● **Exercise description**
Please copy the records below word for word, keeping every line in its original order.

[Dataset excerpt]
·····

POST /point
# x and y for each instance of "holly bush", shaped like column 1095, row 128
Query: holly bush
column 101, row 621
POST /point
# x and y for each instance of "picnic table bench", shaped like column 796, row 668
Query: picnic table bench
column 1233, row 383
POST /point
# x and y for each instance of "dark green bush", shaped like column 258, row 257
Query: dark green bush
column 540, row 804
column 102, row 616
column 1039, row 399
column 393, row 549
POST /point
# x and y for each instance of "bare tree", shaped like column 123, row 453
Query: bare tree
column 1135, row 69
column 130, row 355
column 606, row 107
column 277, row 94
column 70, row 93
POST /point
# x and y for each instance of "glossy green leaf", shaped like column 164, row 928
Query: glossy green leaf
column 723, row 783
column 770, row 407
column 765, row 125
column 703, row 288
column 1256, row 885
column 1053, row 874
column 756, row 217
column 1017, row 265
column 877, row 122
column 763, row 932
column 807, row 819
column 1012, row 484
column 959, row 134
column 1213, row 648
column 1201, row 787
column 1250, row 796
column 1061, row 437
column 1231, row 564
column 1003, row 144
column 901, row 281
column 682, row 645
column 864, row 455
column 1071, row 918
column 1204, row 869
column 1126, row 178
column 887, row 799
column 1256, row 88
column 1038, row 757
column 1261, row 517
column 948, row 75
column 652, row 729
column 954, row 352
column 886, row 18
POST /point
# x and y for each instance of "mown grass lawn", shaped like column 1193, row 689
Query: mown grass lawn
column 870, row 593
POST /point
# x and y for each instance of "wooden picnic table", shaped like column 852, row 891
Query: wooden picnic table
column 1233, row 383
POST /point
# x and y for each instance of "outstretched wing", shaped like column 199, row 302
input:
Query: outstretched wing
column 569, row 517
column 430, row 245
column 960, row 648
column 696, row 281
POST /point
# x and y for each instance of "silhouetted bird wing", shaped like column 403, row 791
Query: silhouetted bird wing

·····

● **Result of the task**
POST /point
# x and y for each instance of "holly bush", shaped like column 1095, row 128
Query: holly bush
column 101, row 621
POST /point
# x and y for each instance of "picnic table bench", shaped like column 796, row 668
Query: picnic table bench
column 1233, row 383
POST /point
# x and y for each instance of "dark green bush", shaped like column 258, row 257
Query: dark green bush
column 540, row 804
column 102, row 616
column 1039, row 399
column 393, row 549
POST /point
# x and y for each instance of "bare tree", shaped like column 123, row 453
Query: bare tree
column 1135, row 69
column 130, row 355
column 606, row 107
column 277, row 94
column 70, row 93
POST /point
# x and y for each instance of "glossy green leaf", shaped like column 164, row 928
Query: glossy green leaf
column 723, row 783
column 770, row 407
column 765, row 125
column 703, row 288
column 1256, row 885
column 1053, row 874
column 756, row 217
column 1017, row 265
column 877, row 122
column 763, row 932
column 807, row 819
column 1012, row 484
column 959, row 134
column 1213, row 648
column 1201, row 787
column 1250, row 796
column 1061, row 437
column 1231, row 564
column 1003, row 144
column 901, row 281
column 682, row 645
column 864, row 455
column 1071, row 918
column 1204, row 869
column 1126, row 178
column 887, row 799
column 1256, row 88
column 1038, row 757
column 1261, row 517
column 948, row 75
column 652, row 729
column 954, row 352
column 886, row 18
POST /point
# x and y for each instance of "mown grass lawn", shaped like column 1193, row 689
Query: mown grass lawn
column 870, row 593
POST /point
# x and y for each instance of "wooden picnic table", shaped like column 852, row 891
Query: wooden picnic table
column 1233, row 383
POST /point
# x and y for each instance of "outstretched wing", shaped like column 199, row 302
input:
Query: outstretched wing
column 569, row 517
column 430, row 245
column 960, row 648
column 696, row 281
POST /point
# x and y for each instance of "silhouetted bird wing", shaped like column 403, row 791
Query: silhouetted bird wing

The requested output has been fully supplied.